Other than eating and visiting the local Walmart, my brother gave the boys some exercise training. My cousins also joined in on the "fun." We went to the park and my mom watched in amusement as they suffered through sprints, high knee jumps, push-ups, squats, jumping jacks, etc.

Although having guests over means that I need to get the house "ready" for guests in terms of cleaning and shopping, I think the extra company is nice for my mom. Since she's been off work for a while, I'm usually the only one she sees most days. And they also don't come empty handed, bringing dim sum, Chinese take out, Chinese newspaper, and fruit.

Two of our youngest guests had birthdays coming up so we got them cake and presents.

My mom and my cousin Tracy's children

note the Christmas wrapping paper ;)
giving my mom some love

I made some great burgers and thought I'd share the recipe:

3.25 lbs. of ground beef
3 tablespoons milk
1 egg, beaten
1 1/4 cup of bread crumbs
1/4 cup of olive oil
1/4 cup of chopped onions
3 tablespoons of chopped cilantro
2 cloves of chopped garlic
salt and pepper

  1. Preheat grill for high heat.
  2. In a large bowl, mix the all the ingredients using your hands. Season with salt and pepper,
  3. Form the mixture into hamburger patties.
  4. Lightly oil the grill grate. Grill patties 5 minutes per side, or until well done. 
stage 4 stomach cancer blog

Saturday, September 1, 2012

"I love you" expressed in actions

Growing up, my family never said "I love you" to each other. Friends of mine say it to their parents as often as they say "good bye" when hanging up the phone. It could be a Chinese or Canto thing. In fact, saying the actual phrase "I love you" in Chinese to a family member just sounds odd. It almost has a romantic connotation since it's only heard in romantic movies. Even now, when my mom watches reality show competitions, she is always surprised at how often people utter those three words. "I love you," but you're off the show. "I love you," but it's just not meant to be. "I love you," but now's just not the right time for stardom for you.

It's not that Chinese people don't love each other. It's because in our culture, it doesn't need to be spoken. It's goes with being a family. I told my mom not too long ago that if anything were to happen, I would never fight with my brother over money or pettiness. My mom responded, "That's right, because you will have each other." She then said, "And if anything were to happen, I would kill you." (lmao).

## QUESTIONS TO ANSWER:
a. In the blog excerpt, condense the paragraph that begins "Although having guests over" into a shorter version that keeps its main facts.
b. Repeat the blog excerpt word for word, from "Other than eating" up to and including "jumping jacks, etc.".

## SOURCE MATERIAL:
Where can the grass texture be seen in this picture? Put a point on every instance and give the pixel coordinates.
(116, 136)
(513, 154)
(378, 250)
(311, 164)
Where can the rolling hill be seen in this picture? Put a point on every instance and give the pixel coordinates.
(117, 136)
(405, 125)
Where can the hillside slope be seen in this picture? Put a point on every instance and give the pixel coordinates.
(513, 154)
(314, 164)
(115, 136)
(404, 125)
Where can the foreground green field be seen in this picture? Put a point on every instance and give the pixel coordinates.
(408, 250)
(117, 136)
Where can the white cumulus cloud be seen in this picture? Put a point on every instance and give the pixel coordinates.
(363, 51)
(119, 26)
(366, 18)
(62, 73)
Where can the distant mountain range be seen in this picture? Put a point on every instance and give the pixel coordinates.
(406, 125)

## ANSWERS GIVEN:
a. Having guests means cleaning and shopping to get the house ready. Still, the company is good for the writer's mom, who has been off work for a while and most days sees only the writer. The guests also bring dim sum, Chinese takeout, a Chinese newspaper, and fruit.

b.
Other than eating and visiting the local Walmart, my brother gave the boys some exercise training. My cousins also joined in on the "fun." We went to the park and my mom watched in amusement as they suffered through sprints, high knee jumps, push-ups, squats, jumping jacks, etc.